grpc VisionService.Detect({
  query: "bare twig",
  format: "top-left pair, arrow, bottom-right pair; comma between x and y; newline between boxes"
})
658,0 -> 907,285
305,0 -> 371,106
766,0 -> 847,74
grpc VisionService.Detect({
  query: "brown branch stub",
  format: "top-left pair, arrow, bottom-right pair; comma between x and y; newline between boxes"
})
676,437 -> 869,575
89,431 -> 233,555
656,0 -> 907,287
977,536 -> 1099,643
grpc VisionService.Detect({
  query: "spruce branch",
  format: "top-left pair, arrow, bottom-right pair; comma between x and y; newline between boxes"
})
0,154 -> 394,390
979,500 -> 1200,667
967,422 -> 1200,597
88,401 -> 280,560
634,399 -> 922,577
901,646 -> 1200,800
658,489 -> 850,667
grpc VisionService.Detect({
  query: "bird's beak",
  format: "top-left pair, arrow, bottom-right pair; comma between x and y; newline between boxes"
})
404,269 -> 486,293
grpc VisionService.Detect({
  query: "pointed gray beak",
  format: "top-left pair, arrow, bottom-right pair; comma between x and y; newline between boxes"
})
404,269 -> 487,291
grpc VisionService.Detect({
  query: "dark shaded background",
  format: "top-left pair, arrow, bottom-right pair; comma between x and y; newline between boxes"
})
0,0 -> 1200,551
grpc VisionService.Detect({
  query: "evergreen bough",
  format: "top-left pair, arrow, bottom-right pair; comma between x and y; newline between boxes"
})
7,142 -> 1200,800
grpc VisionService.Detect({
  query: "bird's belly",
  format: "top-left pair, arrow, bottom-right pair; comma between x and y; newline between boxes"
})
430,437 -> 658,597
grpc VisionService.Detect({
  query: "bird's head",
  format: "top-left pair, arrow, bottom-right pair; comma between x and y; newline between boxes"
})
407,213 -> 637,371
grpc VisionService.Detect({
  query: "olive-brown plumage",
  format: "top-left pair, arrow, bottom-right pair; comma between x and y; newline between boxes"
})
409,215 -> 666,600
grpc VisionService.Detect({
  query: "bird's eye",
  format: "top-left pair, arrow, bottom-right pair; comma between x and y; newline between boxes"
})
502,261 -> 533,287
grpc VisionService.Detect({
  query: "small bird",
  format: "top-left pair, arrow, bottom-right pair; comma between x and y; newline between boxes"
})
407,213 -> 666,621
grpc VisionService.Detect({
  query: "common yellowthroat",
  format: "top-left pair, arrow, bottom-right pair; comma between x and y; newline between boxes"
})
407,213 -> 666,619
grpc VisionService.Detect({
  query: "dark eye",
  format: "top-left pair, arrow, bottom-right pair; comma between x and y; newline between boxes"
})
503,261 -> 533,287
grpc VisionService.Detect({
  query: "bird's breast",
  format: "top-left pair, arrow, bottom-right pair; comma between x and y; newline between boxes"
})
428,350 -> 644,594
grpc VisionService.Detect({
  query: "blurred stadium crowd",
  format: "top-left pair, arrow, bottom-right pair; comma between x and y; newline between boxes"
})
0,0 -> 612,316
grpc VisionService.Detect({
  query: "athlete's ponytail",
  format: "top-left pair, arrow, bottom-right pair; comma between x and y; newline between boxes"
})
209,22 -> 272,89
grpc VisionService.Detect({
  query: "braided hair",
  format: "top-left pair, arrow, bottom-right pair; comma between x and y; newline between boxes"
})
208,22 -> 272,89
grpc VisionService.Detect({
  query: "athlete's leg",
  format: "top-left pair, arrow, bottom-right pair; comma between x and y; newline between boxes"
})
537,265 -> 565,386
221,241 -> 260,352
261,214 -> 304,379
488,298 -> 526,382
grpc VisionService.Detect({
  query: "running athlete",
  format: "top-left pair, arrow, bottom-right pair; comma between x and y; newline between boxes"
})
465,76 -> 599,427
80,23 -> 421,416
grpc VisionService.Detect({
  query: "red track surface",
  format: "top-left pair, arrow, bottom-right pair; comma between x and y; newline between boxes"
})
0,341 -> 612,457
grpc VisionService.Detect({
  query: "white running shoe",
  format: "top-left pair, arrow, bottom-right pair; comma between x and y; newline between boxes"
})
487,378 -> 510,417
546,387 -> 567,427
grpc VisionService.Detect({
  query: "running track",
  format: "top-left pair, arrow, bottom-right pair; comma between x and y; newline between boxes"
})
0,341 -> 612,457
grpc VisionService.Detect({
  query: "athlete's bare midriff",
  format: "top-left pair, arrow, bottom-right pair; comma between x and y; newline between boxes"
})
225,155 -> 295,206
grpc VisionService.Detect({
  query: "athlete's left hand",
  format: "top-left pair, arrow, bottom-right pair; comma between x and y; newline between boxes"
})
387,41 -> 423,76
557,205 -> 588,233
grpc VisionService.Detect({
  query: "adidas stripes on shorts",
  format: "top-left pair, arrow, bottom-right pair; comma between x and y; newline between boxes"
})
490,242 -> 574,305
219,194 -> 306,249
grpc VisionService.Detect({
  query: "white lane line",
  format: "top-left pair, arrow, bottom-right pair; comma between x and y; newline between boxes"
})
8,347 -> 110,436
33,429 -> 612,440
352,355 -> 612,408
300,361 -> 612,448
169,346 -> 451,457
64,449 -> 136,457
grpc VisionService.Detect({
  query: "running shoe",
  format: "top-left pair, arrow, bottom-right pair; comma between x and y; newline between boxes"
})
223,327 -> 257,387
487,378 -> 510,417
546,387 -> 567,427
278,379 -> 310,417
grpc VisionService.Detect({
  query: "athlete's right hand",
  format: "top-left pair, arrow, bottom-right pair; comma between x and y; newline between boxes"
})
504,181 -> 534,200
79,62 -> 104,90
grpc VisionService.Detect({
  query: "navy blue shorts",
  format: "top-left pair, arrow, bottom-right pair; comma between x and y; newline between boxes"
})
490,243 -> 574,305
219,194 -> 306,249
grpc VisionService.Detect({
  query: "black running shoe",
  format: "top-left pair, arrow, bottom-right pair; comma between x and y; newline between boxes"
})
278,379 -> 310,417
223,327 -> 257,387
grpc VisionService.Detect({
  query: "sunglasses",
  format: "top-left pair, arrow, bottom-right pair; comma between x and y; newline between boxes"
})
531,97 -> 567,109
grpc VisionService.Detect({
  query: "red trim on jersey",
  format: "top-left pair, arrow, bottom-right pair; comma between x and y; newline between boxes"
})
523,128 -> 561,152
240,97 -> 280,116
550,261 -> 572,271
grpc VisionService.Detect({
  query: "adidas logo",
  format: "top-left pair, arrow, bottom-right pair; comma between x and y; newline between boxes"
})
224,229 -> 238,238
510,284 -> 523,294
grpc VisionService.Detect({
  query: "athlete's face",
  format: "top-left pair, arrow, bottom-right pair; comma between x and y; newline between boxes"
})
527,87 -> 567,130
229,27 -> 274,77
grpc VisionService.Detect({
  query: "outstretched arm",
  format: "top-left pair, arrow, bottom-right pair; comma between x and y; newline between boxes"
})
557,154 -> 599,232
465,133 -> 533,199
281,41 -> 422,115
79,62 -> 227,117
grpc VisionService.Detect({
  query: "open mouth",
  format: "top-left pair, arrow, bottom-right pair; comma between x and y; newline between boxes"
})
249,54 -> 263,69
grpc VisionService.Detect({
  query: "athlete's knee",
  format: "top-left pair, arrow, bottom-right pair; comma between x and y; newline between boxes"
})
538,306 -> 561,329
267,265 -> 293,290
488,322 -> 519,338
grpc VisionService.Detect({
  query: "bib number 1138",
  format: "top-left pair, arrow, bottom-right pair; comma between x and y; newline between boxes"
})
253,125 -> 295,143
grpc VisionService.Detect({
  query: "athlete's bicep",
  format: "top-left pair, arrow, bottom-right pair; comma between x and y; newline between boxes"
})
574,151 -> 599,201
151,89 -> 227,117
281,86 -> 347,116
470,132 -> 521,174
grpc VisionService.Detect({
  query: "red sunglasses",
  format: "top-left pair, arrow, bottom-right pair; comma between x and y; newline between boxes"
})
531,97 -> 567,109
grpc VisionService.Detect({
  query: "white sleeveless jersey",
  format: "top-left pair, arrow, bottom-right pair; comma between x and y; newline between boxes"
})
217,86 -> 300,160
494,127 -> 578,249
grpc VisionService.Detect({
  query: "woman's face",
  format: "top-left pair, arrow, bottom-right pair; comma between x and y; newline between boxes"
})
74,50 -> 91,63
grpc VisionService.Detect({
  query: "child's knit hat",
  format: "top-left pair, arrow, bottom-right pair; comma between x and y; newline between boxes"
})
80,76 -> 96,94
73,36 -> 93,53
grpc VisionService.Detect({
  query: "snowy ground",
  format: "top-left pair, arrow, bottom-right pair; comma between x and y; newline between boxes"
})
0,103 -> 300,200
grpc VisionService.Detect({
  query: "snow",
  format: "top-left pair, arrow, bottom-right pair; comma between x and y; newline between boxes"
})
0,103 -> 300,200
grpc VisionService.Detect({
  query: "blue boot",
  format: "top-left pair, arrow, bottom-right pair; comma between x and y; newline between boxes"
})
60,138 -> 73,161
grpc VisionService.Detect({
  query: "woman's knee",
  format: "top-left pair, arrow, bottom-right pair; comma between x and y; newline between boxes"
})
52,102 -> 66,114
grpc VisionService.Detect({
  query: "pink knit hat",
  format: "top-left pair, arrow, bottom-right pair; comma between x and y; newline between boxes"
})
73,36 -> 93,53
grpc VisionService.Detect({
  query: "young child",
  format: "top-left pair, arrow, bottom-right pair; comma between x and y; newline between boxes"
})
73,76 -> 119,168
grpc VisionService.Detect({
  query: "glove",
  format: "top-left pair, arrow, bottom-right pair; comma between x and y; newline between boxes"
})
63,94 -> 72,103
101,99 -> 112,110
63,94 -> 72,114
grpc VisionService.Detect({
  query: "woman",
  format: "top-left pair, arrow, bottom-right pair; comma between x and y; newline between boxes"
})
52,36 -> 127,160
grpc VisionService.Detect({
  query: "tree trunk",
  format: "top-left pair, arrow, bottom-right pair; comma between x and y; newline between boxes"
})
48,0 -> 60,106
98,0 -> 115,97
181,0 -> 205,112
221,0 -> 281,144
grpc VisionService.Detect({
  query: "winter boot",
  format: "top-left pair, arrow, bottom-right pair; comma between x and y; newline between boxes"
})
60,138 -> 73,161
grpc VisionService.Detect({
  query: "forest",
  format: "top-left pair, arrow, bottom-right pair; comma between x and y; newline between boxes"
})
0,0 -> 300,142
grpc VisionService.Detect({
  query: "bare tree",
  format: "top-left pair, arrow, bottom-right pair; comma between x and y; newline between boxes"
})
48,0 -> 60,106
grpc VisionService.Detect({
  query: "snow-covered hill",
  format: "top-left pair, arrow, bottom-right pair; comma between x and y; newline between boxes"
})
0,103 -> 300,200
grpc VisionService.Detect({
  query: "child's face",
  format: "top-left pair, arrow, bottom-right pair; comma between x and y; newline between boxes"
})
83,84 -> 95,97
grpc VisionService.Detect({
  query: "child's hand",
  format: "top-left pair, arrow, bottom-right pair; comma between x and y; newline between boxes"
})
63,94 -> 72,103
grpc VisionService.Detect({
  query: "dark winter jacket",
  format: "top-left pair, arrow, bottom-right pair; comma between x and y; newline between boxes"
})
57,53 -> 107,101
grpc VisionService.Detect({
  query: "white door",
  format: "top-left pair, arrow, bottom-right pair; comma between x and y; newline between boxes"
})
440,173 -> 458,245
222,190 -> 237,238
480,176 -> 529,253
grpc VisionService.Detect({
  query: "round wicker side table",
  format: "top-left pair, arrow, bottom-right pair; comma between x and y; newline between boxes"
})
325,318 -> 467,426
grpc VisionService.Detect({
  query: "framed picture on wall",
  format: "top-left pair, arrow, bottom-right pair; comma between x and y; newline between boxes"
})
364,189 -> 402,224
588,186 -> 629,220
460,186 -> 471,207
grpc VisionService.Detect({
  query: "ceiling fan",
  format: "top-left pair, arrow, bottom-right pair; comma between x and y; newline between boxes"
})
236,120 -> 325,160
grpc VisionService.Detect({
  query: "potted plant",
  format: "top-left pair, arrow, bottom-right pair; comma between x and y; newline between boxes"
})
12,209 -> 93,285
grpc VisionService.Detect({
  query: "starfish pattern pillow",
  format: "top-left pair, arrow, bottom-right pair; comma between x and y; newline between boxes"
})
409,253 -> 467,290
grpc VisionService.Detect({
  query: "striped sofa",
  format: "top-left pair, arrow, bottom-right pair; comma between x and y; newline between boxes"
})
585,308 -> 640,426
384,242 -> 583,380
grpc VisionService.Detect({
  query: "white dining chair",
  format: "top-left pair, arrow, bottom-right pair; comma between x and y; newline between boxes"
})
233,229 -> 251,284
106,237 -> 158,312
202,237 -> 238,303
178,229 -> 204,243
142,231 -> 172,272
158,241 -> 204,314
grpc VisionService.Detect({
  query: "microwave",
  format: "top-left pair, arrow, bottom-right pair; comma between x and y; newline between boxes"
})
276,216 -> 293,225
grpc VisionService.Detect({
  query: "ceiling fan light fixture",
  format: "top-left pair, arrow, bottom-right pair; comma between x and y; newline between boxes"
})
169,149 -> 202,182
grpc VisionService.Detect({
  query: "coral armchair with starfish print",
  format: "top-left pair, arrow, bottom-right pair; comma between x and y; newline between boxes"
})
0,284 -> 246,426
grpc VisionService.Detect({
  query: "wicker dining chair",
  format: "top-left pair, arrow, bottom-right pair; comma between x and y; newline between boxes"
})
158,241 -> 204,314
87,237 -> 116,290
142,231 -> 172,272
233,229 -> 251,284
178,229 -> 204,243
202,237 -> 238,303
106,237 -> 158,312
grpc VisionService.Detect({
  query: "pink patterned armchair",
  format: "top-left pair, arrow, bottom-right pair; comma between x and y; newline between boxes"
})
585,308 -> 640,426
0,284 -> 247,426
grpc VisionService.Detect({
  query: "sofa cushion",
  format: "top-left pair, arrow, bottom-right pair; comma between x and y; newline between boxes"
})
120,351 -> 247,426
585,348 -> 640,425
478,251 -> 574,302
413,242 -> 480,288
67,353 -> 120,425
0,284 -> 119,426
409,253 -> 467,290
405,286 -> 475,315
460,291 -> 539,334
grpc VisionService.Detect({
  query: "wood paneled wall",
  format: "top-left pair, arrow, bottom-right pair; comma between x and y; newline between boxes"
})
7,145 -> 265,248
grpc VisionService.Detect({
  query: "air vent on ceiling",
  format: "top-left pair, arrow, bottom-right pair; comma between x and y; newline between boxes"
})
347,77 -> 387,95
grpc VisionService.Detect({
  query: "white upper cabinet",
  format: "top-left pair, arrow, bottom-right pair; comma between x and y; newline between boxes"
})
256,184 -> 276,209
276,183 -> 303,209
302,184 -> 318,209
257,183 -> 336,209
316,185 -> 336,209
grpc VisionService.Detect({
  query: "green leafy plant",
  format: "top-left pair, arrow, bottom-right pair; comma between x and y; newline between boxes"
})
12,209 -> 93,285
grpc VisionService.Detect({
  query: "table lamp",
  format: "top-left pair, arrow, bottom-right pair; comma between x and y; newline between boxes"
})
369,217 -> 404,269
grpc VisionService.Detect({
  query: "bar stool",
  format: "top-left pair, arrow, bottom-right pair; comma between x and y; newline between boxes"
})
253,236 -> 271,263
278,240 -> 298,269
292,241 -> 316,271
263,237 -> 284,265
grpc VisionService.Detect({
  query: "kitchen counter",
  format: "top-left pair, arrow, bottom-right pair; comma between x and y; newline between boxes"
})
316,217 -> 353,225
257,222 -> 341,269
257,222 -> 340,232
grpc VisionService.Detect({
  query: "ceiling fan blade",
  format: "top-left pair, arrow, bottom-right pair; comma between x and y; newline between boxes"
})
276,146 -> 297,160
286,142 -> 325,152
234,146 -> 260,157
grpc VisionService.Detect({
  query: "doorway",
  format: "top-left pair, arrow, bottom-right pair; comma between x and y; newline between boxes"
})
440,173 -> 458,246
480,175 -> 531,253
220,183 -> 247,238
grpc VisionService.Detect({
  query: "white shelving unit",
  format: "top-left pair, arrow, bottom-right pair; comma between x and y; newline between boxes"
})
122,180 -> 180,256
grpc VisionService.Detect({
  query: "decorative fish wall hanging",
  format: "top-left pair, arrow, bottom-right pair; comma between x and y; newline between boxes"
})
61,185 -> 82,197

* THE PROBLEM *
Swap "spruce branch" for "pine branch" in the part of the data that opens with its first line and closes with the line containing "658,489 -> 850,667". Reproduce only that part, with nothing else altered.

* SOLUTION TO THIS PROBLEM *
grpc VisionService.Detect({
  query: "bare twig",
  format: "top-left pair, arrow, bottom-right pair; comma between x and y; newline between boxes"
})
658,0 -> 907,285
305,0 -> 371,106
766,0 -> 847,74
grpc VisionService.Detect({
  query: "brown branch stub",
  format: "top-left pair, arrow, bottom-right pair; comma between x and y; newline between boxes"
})
676,437 -> 869,575
89,431 -> 233,555
656,0 -> 907,287
977,536 -> 1099,643
grpc VisionService.Detect({
  query: "pine branch",
  format: "top-left pair, arrow, bottom-right pair; comma between x and y; newline between boxes"
})
0,154 -> 394,390
979,500 -> 1200,667
967,422 -> 1200,597
88,401 -> 280,560
634,399 -> 922,577
901,646 -> 1200,800
658,489 -> 850,667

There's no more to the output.